Some records:
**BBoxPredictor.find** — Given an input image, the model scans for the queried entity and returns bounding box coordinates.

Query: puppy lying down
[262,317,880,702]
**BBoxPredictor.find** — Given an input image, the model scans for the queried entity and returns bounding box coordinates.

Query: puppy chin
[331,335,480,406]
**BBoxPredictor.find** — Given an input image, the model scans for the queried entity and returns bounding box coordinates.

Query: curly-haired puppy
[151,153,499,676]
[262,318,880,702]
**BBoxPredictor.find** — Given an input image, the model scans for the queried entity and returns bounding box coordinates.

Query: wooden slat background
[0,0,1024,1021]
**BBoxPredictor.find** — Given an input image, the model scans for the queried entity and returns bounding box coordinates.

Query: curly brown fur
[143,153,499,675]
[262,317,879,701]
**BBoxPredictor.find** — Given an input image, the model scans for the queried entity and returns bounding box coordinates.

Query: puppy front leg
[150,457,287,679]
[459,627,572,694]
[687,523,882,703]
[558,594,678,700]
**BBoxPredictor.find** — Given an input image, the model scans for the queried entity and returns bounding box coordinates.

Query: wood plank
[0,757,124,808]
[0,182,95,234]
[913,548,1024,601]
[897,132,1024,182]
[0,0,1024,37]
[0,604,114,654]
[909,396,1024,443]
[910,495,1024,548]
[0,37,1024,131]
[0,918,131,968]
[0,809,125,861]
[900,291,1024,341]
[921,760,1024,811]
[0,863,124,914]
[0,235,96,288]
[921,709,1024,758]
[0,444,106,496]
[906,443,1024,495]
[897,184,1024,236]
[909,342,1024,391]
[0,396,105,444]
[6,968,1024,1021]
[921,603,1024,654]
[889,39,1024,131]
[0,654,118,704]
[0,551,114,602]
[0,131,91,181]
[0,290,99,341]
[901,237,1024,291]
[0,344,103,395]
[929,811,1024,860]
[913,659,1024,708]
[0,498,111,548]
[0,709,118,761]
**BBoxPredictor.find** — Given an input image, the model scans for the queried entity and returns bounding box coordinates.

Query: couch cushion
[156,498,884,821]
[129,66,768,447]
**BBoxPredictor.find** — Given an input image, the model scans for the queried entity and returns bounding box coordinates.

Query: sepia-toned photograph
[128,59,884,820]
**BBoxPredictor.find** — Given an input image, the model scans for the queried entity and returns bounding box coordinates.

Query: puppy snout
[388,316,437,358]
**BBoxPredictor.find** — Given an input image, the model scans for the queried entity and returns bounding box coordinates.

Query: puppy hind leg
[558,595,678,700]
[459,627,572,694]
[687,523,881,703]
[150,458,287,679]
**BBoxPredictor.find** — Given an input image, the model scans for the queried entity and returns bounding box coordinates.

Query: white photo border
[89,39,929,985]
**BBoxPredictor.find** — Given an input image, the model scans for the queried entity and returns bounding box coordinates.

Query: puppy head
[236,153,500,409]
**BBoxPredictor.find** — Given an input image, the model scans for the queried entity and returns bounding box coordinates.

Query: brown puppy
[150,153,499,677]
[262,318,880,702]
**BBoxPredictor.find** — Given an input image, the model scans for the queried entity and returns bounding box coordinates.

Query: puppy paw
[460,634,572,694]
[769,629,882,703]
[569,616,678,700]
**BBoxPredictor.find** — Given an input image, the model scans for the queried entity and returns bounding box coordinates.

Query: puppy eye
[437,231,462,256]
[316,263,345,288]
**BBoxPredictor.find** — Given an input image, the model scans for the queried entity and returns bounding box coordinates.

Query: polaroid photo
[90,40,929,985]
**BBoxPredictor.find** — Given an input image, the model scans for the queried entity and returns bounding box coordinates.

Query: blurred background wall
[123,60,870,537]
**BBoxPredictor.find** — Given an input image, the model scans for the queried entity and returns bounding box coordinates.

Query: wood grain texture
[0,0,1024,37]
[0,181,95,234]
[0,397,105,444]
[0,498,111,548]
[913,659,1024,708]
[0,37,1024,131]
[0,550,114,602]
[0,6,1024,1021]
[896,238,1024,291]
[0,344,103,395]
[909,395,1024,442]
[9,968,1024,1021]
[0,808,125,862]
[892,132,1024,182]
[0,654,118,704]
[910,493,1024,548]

Aim of the exercise: Transcribe every record above exactly as it appears.

Finished answer:
**BBoxPredictor.find** — Given an input image, the model scans for the queried entity and returns bounding box coordinates.

Query: puppy lying down
[262,317,880,702]
**BBoxPredictor.find** — Given an input image, the model scans for the queried entity and returns bounding box coordinates.

Query: puppy chin
[331,335,480,406]
**BBoxPredictor.find** — Given an input image, the model scans for the queried entity and returns bounding box coordinates.

Query: curly-haired puppy
[151,153,499,676]
[262,318,880,702]
**BBoxPredictor.find** — Given an input image, the model scans for the queried entity and returns bounding box coordinates.

Query: wooden slat background
[0,0,1024,1021]
**BBoxPredictor.find** — Given an input image, the model scans for the queried entity and returns bounding box coordinates.

Query: curly brown fur
[143,153,499,675]
[262,317,879,701]
**BBoxPredictor.find** — Given an input image, the model scans for the queried entity and returns bounding box coordinates.

Query: puppy front leg
[150,457,287,679]
[459,627,572,694]
[687,523,882,703]
[558,594,678,700]
**BBoxPredictor.find** — Given an input image, the model scans for the queried entity and returns bounding box coordinates.

Query: wood plank
[0,757,124,808]
[0,182,95,234]
[913,548,1024,601]
[897,132,1024,182]
[0,0,1024,37]
[0,604,114,654]
[909,396,1024,443]
[910,495,1024,548]
[0,37,1024,131]
[0,918,131,968]
[0,809,125,861]
[900,291,1024,341]
[921,760,1024,811]
[0,863,124,914]
[0,235,96,288]
[921,709,1024,758]
[0,444,106,496]
[906,443,1024,495]
[897,184,1024,236]
[909,342,1024,391]
[0,396,105,444]
[6,968,1024,1021]
[921,603,1024,654]
[889,39,1024,131]
[0,654,118,704]
[0,551,114,602]
[0,131,91,181]
[0,290,99,341]
[901,237,1024,291]
[0,344,103,395]
[929,811,1024,860]
[913,659,1024,708]
[0,498,111,548]
[0,709,118,761]
**BBoxPredictor.find** — Given an input image, the model scans for the queried entity and returns bounding box coordinates.

Query: couch cushion
[156,498,884,821]
[129,66,768,447]
**BBoxPredictor.find** — Given an input image, the model scans for the queried entity and returns bounding box coordinates.

Query: sepia-toned photograph
[128,59,884,820]
**BBoxPredictor.find** — Given an input image, the model scans for the queried entity and returns bounding box coordinates.

Query: puppy snout
[388,316,437,358]
**BBoxPredictor.find** — Given an input image, the model scans for the queried entity and returns bounding box coordinates.

Query: puppy hind leg
[558,595,678,700]
[459,627,572,694]
[687,523,881,703]
[150,458,287,679]
**BBoxPredictor.find** — Given an input image, the model scans for the queried entity and returns bounding box coordinates.

Query: white photo border
[89,39,929,985]
**BBoxPredictor.find** — Given an input image, the model scans for the queried entity and returns bounding box coordinates.

Query: puppy head
[236,153,500,409]
**BBoxPredictor.find** — Given an input image, the model scans for the queried entity and returns bounding box coordinates.

Query: brown puppy
[150,153,499,677]
[262,318,880,702]
**BBoxPredictor.find** — Given an input image, the model scans for the queried entity and returns bounding box coordinates.

Query: puppy paw
[460,634,572,694]
[769,629,882,703]
[569,616,678,700]
**BBoxPredictor.find** — Given an input image, the model scans for the queried entity and returns bounding box coordinates.

Query: puppy eye
[437,231,462,256]
[316,263,345,288]
**BBoxPredictor.find** — Given an input image, the model scans for the queried entity and returns bounding box coordinates.

Query: polaroid photo
[90,40,929,985]
**BBoxPredictor.find** — Given an input image, the model scans for the queried entity and returns bounding box coordinates.

Query: blurred background wall
[123,60,870,537]
**BBoxPredictor.find** — Given an input image, the model scans for the queried entity and returns bounding box coordinates.

Query: wood grain texture
[0,0,1024,37]
[0,181,95,234]
[0,397,105,444]
[0,498,111,548]
[913,659,1024,708]
[0,37,1024,131]
[0,550,114,602]
[0,6,1024,1021]
[896,238,1024,291]
[0,344,103,395]
[909,395,1024,442]
[9,968,1024,1021]
[0,808,125,862]
[892,132,1024,182]
[0,654,118,704]
[910,493,1024,548]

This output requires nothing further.